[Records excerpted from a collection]
= = = =
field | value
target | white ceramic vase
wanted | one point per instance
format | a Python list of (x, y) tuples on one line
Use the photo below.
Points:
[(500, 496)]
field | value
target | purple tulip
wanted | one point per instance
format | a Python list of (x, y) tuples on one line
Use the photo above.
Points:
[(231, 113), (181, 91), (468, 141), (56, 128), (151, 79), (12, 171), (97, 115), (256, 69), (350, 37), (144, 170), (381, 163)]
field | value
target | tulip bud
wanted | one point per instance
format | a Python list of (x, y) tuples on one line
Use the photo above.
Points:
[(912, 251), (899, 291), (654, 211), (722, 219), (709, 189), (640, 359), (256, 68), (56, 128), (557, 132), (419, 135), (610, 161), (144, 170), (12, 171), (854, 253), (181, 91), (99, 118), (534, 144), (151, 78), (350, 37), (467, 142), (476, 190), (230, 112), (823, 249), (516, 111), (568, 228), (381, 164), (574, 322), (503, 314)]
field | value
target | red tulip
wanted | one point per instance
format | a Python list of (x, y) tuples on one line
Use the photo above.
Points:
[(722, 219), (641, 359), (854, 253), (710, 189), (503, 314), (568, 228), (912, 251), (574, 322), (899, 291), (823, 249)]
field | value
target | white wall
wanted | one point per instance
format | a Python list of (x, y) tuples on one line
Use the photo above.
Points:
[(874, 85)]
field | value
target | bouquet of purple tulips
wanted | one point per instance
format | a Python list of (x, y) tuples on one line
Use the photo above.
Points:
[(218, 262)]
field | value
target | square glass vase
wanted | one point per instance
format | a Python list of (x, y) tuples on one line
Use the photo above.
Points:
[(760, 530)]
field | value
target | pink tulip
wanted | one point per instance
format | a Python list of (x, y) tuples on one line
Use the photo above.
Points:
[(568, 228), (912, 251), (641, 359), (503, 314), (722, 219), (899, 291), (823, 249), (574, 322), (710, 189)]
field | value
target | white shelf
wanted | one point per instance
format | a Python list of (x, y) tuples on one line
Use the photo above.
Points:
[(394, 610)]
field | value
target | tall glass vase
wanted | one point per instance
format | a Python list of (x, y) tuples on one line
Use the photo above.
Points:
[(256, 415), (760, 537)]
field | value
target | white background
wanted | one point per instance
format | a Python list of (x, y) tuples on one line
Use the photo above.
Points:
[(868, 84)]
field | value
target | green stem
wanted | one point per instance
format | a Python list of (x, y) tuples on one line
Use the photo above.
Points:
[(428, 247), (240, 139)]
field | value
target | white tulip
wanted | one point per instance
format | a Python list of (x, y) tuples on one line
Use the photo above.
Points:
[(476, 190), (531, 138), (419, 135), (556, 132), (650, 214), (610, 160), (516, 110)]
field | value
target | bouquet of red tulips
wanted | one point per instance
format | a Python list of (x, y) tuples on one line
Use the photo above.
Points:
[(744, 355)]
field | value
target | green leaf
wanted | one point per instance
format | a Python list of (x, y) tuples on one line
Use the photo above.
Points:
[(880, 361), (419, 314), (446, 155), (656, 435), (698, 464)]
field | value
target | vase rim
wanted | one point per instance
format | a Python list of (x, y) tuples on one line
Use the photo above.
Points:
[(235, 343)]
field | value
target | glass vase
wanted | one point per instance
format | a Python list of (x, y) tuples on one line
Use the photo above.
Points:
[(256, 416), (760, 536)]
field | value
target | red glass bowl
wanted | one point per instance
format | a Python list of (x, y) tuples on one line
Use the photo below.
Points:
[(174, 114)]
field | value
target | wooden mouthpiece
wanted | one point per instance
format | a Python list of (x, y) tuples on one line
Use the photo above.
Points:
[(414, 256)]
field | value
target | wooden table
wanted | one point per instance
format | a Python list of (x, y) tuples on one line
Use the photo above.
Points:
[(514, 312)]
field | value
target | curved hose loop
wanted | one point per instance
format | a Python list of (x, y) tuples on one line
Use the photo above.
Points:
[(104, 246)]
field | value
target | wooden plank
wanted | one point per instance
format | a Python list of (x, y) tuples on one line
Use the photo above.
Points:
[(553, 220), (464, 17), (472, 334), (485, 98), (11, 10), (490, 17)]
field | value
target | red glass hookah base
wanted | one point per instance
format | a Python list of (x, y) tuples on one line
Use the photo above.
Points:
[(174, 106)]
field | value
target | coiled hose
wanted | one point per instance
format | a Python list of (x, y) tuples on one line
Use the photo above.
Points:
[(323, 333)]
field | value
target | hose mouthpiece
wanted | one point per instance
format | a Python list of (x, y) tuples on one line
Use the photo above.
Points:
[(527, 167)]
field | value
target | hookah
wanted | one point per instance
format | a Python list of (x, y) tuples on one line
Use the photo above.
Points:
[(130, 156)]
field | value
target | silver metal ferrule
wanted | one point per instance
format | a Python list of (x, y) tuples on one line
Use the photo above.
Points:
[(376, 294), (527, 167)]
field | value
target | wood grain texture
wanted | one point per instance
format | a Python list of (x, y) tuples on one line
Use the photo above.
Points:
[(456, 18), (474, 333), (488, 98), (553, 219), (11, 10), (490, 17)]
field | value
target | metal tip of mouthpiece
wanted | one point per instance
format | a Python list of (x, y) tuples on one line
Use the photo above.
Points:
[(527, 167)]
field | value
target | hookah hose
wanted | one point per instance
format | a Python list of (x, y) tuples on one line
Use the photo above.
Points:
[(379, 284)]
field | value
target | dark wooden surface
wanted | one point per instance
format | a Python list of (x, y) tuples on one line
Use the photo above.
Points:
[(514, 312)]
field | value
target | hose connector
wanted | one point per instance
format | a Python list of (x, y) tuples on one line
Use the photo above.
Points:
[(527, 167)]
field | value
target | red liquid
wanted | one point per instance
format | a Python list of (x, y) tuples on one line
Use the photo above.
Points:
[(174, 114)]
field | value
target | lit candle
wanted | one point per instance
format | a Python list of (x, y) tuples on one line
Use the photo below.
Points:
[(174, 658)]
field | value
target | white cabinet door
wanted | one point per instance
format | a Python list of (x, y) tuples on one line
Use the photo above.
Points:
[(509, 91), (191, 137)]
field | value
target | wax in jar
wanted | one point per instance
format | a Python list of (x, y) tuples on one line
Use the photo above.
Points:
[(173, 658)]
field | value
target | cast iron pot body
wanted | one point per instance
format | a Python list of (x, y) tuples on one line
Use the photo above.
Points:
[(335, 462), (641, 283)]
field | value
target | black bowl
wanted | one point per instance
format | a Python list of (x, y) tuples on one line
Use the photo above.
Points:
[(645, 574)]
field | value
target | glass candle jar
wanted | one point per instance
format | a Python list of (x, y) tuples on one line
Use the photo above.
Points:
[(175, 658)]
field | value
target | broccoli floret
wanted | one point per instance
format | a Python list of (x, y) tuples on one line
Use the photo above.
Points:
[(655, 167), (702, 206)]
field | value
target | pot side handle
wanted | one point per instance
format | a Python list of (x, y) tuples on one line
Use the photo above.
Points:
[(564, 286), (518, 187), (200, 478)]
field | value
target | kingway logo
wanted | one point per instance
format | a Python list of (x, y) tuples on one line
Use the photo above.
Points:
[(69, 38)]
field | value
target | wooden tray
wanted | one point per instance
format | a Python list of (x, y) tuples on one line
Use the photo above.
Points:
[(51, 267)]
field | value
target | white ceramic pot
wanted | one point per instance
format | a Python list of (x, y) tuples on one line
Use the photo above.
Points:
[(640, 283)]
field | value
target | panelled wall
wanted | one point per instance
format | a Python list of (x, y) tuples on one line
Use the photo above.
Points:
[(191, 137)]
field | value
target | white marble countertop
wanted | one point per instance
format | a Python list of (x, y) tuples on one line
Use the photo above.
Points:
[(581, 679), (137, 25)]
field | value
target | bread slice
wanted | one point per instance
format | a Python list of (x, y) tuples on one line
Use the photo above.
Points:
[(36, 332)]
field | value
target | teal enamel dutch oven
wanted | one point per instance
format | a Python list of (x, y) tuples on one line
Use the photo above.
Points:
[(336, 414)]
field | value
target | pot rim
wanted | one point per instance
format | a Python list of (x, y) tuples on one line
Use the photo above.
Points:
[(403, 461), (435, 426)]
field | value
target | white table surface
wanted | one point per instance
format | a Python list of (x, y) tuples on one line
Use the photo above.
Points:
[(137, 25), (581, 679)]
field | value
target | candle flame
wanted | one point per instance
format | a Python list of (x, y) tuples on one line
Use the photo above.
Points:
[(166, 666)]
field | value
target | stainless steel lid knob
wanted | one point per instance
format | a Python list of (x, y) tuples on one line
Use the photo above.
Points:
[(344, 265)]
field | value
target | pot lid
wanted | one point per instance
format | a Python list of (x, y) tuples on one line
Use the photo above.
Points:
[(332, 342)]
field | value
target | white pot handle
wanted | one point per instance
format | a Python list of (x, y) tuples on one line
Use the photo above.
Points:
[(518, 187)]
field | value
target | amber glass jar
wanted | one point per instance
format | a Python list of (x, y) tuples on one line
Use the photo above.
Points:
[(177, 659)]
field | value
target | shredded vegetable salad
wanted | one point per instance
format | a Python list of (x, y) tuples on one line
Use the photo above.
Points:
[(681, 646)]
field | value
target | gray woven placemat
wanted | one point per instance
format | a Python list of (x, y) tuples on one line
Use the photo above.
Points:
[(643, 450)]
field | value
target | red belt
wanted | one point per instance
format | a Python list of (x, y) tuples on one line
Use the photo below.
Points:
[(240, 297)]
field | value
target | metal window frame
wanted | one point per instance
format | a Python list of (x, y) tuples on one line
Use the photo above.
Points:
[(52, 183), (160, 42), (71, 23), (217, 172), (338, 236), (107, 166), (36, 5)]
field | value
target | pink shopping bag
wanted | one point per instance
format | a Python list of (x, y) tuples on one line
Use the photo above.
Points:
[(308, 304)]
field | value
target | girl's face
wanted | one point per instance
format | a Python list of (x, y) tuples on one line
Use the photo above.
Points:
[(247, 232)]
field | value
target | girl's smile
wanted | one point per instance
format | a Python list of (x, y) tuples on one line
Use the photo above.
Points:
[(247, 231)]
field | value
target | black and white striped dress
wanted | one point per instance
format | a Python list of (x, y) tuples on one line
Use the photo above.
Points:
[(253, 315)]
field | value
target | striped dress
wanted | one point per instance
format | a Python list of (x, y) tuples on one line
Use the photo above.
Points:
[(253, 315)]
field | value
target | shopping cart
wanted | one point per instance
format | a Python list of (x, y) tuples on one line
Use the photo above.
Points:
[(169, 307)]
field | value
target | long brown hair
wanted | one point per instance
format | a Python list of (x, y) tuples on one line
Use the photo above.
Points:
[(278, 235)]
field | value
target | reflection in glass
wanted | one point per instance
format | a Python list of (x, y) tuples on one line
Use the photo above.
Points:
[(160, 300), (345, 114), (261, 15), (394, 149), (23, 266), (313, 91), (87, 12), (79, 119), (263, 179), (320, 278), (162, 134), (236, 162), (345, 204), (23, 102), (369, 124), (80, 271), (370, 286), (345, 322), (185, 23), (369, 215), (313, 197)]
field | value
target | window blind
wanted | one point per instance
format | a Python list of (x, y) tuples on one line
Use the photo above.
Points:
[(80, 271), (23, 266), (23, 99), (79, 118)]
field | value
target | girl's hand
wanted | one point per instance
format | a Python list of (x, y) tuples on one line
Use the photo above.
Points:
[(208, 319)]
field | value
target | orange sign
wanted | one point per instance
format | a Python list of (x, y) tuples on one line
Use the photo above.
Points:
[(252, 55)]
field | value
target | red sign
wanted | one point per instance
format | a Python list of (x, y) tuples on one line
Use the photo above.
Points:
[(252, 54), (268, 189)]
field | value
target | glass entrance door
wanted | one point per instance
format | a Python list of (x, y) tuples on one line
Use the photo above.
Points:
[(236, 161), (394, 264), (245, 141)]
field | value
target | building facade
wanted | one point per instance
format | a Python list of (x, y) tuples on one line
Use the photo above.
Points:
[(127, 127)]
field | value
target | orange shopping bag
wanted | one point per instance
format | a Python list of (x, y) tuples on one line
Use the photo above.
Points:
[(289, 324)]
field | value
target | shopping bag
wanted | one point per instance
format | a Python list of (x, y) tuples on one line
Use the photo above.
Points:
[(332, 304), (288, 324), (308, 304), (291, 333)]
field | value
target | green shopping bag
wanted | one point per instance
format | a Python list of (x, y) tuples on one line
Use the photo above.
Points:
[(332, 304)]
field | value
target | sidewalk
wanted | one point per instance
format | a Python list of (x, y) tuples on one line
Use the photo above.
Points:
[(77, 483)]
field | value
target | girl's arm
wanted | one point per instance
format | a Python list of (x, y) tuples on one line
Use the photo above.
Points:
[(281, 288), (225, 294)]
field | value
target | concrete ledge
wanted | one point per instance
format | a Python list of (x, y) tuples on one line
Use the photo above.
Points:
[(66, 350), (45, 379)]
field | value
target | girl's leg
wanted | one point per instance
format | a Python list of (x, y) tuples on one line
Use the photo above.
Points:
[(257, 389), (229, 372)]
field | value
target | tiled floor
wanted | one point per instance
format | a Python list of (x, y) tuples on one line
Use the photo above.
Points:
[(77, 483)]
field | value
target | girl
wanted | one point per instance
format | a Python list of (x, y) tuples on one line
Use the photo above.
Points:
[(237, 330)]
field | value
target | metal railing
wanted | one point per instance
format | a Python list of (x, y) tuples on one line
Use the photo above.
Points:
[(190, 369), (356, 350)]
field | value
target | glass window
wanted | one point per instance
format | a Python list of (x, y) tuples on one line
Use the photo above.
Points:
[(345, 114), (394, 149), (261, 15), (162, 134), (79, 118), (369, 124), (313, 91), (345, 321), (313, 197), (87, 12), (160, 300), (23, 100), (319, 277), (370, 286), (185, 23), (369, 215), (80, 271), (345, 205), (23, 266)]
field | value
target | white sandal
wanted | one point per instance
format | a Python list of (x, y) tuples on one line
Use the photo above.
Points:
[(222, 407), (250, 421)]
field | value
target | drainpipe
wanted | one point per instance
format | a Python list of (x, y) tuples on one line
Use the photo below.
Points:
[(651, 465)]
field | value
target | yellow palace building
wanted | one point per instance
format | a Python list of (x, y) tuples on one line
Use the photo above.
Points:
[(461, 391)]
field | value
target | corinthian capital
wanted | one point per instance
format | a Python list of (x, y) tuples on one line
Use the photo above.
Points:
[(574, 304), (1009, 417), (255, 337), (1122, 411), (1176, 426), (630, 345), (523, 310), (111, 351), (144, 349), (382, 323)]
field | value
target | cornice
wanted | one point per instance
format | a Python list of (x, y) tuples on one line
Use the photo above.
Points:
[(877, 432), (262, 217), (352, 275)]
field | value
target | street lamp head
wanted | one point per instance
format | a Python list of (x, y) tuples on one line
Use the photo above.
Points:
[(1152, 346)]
= = = =
Find every line above that contains the string "girl", treating uppercase and lowercase as different, and copy each one.

target | girl's face
target | girl's smile
target | girl's hand
target | girl's arm
target | girl's leg
target | girl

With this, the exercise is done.